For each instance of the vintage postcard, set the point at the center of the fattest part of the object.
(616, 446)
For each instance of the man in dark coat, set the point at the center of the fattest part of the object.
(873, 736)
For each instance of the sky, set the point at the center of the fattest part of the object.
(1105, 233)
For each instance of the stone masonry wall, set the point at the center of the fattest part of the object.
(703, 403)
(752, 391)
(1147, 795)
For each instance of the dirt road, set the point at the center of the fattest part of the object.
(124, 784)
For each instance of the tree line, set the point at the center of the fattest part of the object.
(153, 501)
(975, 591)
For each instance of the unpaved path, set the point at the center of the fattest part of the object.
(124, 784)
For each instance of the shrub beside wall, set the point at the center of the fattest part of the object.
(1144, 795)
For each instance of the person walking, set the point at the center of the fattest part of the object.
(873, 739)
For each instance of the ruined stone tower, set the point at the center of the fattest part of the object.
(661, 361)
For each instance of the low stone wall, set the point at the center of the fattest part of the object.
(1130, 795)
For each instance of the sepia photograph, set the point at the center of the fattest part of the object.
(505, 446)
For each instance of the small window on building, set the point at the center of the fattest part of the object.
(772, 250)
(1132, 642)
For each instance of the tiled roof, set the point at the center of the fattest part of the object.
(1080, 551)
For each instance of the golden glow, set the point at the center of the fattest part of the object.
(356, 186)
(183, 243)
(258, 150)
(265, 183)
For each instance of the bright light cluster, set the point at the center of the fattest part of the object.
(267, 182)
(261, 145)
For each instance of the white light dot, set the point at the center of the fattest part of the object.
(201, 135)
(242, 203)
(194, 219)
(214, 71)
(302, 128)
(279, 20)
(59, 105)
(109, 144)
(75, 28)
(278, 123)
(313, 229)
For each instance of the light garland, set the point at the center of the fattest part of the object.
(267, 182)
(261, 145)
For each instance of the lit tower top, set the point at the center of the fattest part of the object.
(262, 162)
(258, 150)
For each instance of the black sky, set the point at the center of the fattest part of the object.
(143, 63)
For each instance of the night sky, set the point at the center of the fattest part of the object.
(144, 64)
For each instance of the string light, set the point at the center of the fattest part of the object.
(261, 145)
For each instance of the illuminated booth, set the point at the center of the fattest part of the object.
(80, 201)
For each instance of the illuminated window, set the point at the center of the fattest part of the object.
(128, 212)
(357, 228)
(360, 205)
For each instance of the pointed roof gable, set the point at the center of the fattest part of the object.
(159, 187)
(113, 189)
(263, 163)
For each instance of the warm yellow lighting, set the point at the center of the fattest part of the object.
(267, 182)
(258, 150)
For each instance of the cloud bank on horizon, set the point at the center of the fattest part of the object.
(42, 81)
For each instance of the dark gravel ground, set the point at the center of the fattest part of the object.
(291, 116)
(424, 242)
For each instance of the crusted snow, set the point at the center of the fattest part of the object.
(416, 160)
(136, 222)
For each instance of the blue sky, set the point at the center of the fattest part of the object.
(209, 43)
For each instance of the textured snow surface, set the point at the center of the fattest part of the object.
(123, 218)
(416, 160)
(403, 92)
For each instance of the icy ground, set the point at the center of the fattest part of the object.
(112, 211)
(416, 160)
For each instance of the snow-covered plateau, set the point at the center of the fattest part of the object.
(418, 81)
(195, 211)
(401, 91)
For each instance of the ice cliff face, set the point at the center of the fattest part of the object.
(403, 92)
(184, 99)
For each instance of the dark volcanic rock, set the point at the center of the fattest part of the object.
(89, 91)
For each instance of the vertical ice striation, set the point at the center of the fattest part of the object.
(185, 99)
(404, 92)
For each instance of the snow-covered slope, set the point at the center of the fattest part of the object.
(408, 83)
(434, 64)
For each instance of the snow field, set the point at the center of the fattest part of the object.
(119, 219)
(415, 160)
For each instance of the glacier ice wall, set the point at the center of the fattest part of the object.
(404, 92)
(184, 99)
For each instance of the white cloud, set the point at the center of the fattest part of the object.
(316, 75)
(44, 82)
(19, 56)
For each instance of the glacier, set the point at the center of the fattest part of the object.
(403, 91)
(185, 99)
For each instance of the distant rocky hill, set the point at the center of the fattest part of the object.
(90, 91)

##############################

▸ **EXERCISE GOAL**
Using the listing above, reproduce each line without omission.

▸ **OUTPUT**
For each instance of the vintage postcard, set the point at the center of the fattest part of the object.
(616, 446)
For each instance of the man in dark coat, set the point at the center of the fattest part of the object.
(873, 736)
For each instance of the sky, set the point at the center of the fattest part of the object.
(1105, 233)
For each instance of the stone masonry wall, set the point at the center of the fattest part of the object.
(703, 403)
(752, 391)
(1147, 795)
For each instance of the dirt road, set the point at the center of the fattest part of the object.
(124, 784)
For each instance of the tree line, set the point at the center of the fattest part of the object.
(153, 501)
(975, 591)
For each instance of the unpaved path, set the point at the center of the fattest part of the object.
(124, 784)
For each instance of the shrub beside wall, set the point at the center of the fattest part of the object.
(1144, 795)
For each instance of the person walking, set the point at the center of the fattest part of the object.
(873, 739)
For each instance of the ruined stone tower, set the point at the center of the fattest part of the object.
(661, 361)
For each instance of the low stone wall, set the point at the center of the fattest part of the object.
(1130, 795)
For each instance of the sepia photograph, set the point at the center of the fattest part of the object.
(505, 446)
For each instance of the small window on building, set the point at the center of the fattest part of the object.
(772, 250)
(1132, 642)
For each instance of the tiled roof, set the point at the center of the fattest part of the object.
(1080, 551)
For each instance of the golden glow, set the point at the center of the fattest part of the object.
(356, 186)
(183, 243)
(258, 150)
(265, 183)
For each instance of the bright light cluster, set the point at the center of the fattest part of the object.
(267, 182)
(261, 145)
For each instance of the white light dot, set the point at the center of the fattest part of the object.
(201, 135)
(242, 203)
(194, 219)
(214, 71)
(302, 128)
(279, 20)
(59, 105)
(109, 144)
(75, 28)
(278, 123)
(313, 229)
For each instance of the light garland, set the point at the center of the fattest part of the object.
(267, 182)
(261, 145)
For each instance of the lit tower top, set the point at the center of the fattest part of the object.
(262, 162)
(258, 150)
For each instance of the black sky, set the point at the center of the fattest part of the object.
(143, 63)
For each instance of the night sky, set the point at the center of the fattest part of the object.
(144, 64)
For each instance of the string light, set the point at the center of the fattest part of the object.
(261, 145)
For each instance of the illuminated booth, set the point at the center of the fattest part of the object.
(80, 201)
For each instance of the illuminated window, set the point at the center of the fattest part of the object.
(128, 212)
(357, 228)
(360, 205)
For each instance of the pointed roof gable, set the point at the center of the fattest part of the object.
(159, 187)
(113, 189)
(263, 163)
For each instance of the warm yellow lighting, set the point at the center of the fattest part of the object.
(267, 182)
(258, 150)
For each instance of the cloud bank on horizon, set the point at the center of the fattest part of the object.
(42, 81)
For each instance of the dark gravel ground, set the point at the center of the fattest part of the object.
(291, 116)
(424, 242)
For each instance of the crusted snow, set the point at the center of the fattest part of the object.
(416, 160)
(136, 222)
For each instance of the blue sky, set the point at the center of the fattest part of the object.
(209, 43)
For each instance of the textured snow surface, set the point at the center of the fattest part of the object.
(123, 218)
(416, 160)
(403, 92)
For each instance of the icy ground, set the point at the center of the fattest part of the object.
(112, 211)
(416, 160)
For each instance of the snow-covered plateau, set the point at the center of the fattest part of the object.
(418, 81)
(195, 211)
(401, 91)
For each instance of the ice cliff face, set the point at the center of the fattest part of the object.
(403, 92)
(184, 99)
For each instance of the dark volcanic rock, set the point at the center of the fattest part of the object.
(89, 91)
For each instance of the vertical ice striation, set the point at the center of the fattest part of the object.
(185, 99)
(404, 92)
For each instance of the snow-covered slope, set the point at the center of the fattest part of the object.
(408, 83)
(434, 64)
For each instance of the snow field, set the point at the center of the fattest part of the object.
(119, 219)
(415, 160)
For each instance of the glacier ice wall, set the point at the center of the fattest part of the object.
(404, 92)
(184, 99)
For each instance of the white cloud, set the point at the center of the fattest part of the object.
(316, 75)
(44, 82)
(19, 56)
For each instance of the glacier, set the point at the center of the fattest part of the object.
(403, 91)
(185, 99)
For each instance of the distant rocky hill, set the point at the center of the fattest part of the object.
(90, 91)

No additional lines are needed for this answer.